**Texto fornecido**

○ ○ ○

Esta é a posição do Jeca Tatu de Lobato. Posição assumida por muitos artistas,
inclusive figurões que conseguiram uma situação financeira estável e paravam no
tempo. Vocês precisam é de uma ação positiva que lhes permitia levar avante o
seu trabalho, melhorando a qualidade para poder discutir, mostrar e exigir.
Caso o trabalho seja bem feito, tenha qualidade, será forçosamente aceito no
mercado. Evidente que concordo que muita gente consegue posição de destaque e
vende trabalhos de má qualidade. É a
posição social, é a amizade que levam a isto.
É
evidente que o espaço reclamado foi aberto com o I Salão de Verão. Abrir um
espaço para a arte não é como a Fundação Cultural propôs, com o Salão de Verão,
mas sim abrir um espaço para discussão aberta que venha criar novos hábitos de
produção e leitura. Os manifestantes esqueceram que estão discutindo e
contestando. Que a recua proporcionou a criação do Salão dos Recusados. Concluo
falando acerca do manifesto que carece de u aprofundamento maior e maturidade
daqueles que o subscreveram.
Considerando
que os autores do manifesto dispõem de poucas possibilidade de divulgá-lo
público por uma questão de consciência o documento na íntegra: Manifesto
Arte-Bahia- Estagnação.

○ ○ ○

**Material fornecido**
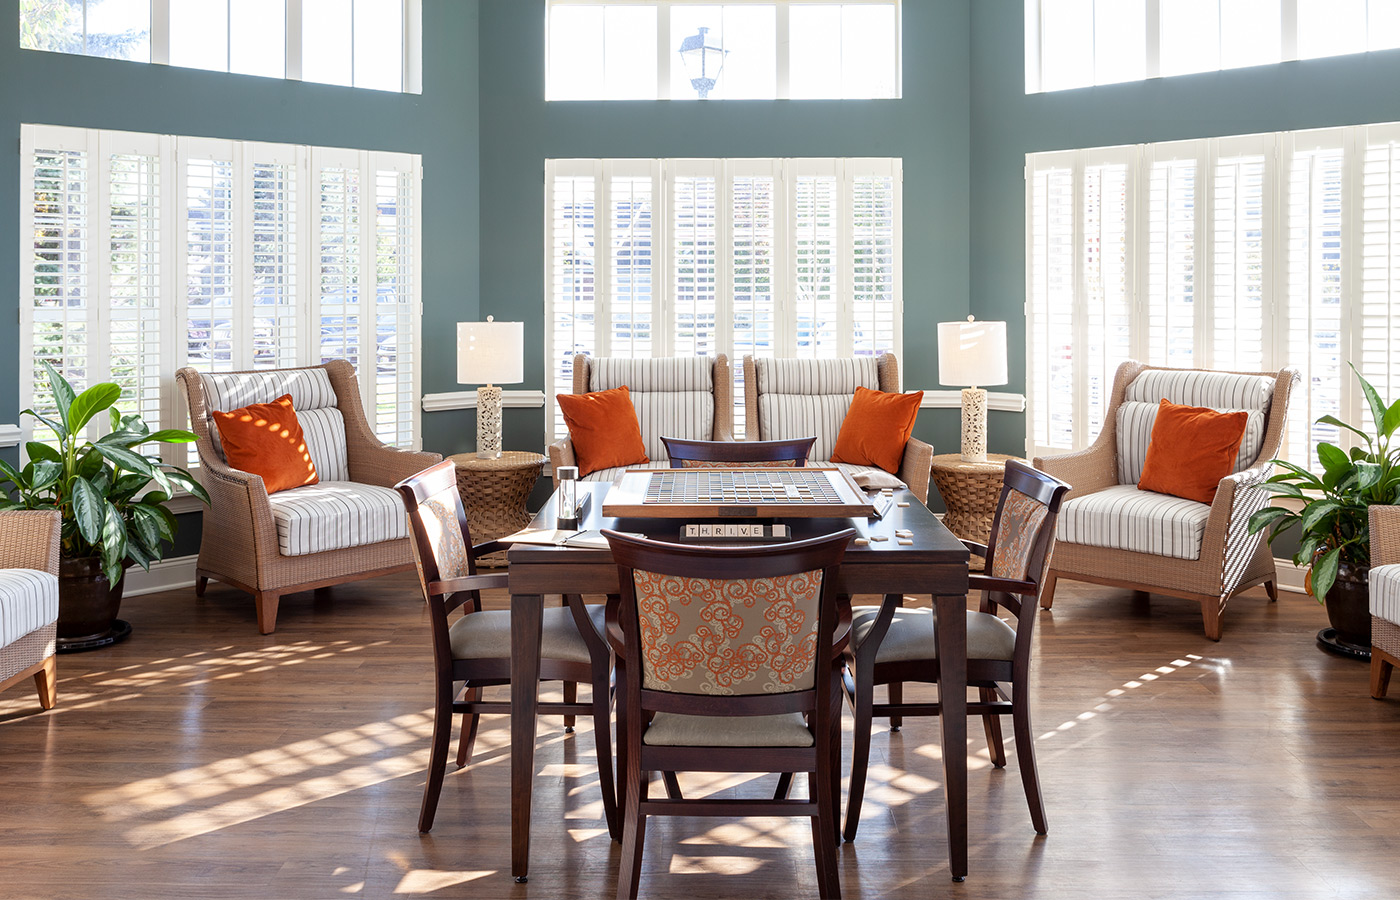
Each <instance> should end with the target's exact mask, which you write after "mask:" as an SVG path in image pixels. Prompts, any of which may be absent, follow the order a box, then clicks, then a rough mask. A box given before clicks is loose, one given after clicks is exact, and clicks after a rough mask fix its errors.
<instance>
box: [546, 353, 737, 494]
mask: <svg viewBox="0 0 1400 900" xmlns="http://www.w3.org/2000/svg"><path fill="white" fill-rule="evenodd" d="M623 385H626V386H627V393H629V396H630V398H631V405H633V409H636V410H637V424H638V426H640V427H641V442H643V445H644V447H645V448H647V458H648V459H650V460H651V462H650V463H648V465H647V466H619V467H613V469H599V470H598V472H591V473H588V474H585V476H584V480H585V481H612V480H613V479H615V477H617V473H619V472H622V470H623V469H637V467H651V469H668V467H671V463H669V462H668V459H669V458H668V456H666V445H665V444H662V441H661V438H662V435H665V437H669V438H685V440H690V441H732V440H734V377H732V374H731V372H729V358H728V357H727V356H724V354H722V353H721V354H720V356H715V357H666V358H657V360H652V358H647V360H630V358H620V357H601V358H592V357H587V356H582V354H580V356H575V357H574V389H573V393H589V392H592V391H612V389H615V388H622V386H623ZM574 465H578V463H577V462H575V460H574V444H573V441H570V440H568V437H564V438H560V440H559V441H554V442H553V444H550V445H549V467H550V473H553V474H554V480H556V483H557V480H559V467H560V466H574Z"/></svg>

○ ○ ○

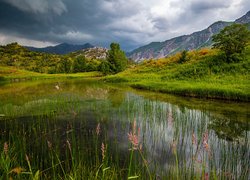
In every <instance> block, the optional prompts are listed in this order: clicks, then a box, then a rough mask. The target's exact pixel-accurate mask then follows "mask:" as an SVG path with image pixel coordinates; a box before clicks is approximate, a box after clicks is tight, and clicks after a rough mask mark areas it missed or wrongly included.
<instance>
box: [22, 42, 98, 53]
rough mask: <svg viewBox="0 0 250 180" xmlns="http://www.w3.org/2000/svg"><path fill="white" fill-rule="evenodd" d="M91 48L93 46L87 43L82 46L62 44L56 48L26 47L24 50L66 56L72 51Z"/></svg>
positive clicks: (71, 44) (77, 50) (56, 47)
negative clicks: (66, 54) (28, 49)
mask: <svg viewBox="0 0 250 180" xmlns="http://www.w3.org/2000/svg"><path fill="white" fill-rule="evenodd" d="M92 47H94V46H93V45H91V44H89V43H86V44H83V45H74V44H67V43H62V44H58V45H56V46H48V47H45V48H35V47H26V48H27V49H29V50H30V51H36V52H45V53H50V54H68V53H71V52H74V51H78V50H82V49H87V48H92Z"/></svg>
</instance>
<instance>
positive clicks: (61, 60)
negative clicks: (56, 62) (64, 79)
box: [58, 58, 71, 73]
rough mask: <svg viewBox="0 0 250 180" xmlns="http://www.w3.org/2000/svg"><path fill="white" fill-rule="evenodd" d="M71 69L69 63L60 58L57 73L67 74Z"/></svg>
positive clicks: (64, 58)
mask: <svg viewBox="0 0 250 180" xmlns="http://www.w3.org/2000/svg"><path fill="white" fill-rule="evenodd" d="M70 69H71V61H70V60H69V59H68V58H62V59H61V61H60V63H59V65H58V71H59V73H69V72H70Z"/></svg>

○ ○ ○

**Trabalho pedido**
Por favor, copie integralmente o texto fornecido, sem nenhuma alteração.

**Resultado do exercício**
Esta é a posição do Jeca Tatu de Lobato. Posição assumida por muitos artistas,
inclusive figurões que conseguiram uma situação financeira estável e paravam no
tempo. Vocês precisam é de uma ação positiva que lhes permitia levar avante o
seu trabalho, melhorando a qualidade para poder discutir, mostrar e exigir.
Caso o trabalho seja bem feito, tenha qualidade, será forçosamente aceito no
mercado. Evidente que concordo que muita gente consegue posição de destaque e
vende trabalhos de má qualidade. É a
posição social, é a amizade que levam a isto.
É
evidente que o espaço reclamado foi aberto com o I Salão de Verão. Abrir um
espaço para a arte não é como a Fundação Cultural propôs, com o Salão de Verão,
mas sim abrir um espaço para discussão aberta que venha criar novos hábitos de
produção e leitura. Os manifestantes esqueceram que estão discutindo e
contestando. Que a recua proporcionou a criação do Salão dos Recusados. Concluo
falando acerca do manifesto que carece de u aprofundamento maior e maturidade
daqueles que o subscreveram.
Considerando
que os autores do manifesto dispõem de poucas possibilidade de divulgá-lo
público por uma questão de consciência o documento na íntegra: Manifesto
Arte-Bahia- Estagnação.